Each line from the one containing "[point] blurred white" through the end of the data must be retyped exactly, and no other line.

(Stored data entries)
◇ ◇ ◇ ◇ ◇ ◇ ◇
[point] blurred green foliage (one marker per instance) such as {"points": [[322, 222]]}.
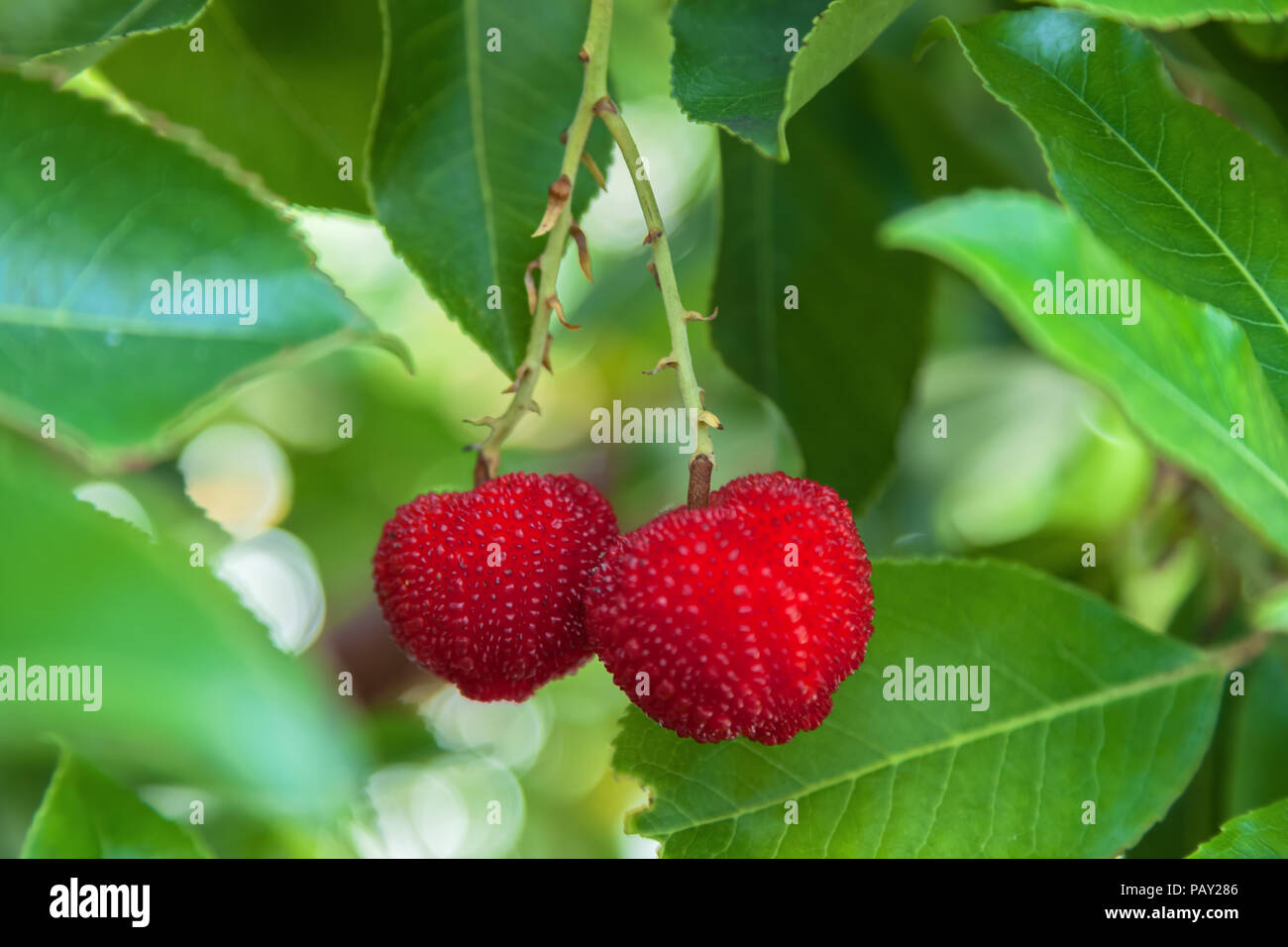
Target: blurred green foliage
{"points": [[1038, 464]]}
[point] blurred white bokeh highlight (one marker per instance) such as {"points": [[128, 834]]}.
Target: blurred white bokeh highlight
{"points": [[239, 475], [511, 733], [275, 578], [116, 501], [462, 805]]}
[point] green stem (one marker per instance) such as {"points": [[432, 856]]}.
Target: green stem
{"points": [[677, 316], [593, 53]]}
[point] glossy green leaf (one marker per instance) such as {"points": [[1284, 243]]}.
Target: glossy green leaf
{"points": [[1258, 834], [287, 88], [85, 260], [1083, 707], [189, 689], [1184, 373], [811, 312], [1170, 14], [748, 65], [88, 814], [467, 146], [1149, 171], [34, 27]]}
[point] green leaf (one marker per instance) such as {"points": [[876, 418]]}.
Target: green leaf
◇ ◇ ◇ ◇ ◇ ◇ ◇
▶ Written solution
[point] blurred white bokeh highlight (one marker per instance) such as {"points": [[128, 834]]}.
Target: blurred white bokeh highlight
{"points": [[239, 475], [511, 733], [275, 578], [116, 501], [462, 805]]}
[point] green stem (one marker per instance) such as {"points": [[432, 856]]}.
Target: green stem
{"points": [[677, 316], [593, 53]]}
[point] glossy green leaf (one marker per instance) such as {"points": [[1284, 243]]}.
Target: glossy green leaf
{"points": [[1258, 834], [287, 88], [85, 260], [1083, 707], [189, 689], [1184, 373], [811, 312], [1170, 14], [748, 65], [88, 814], [467, 146], [1149, 171], [34, 27]]}
[point] green leaf (one marker per instance) such as {"points": [[876, 418]]}.
Target: green leaf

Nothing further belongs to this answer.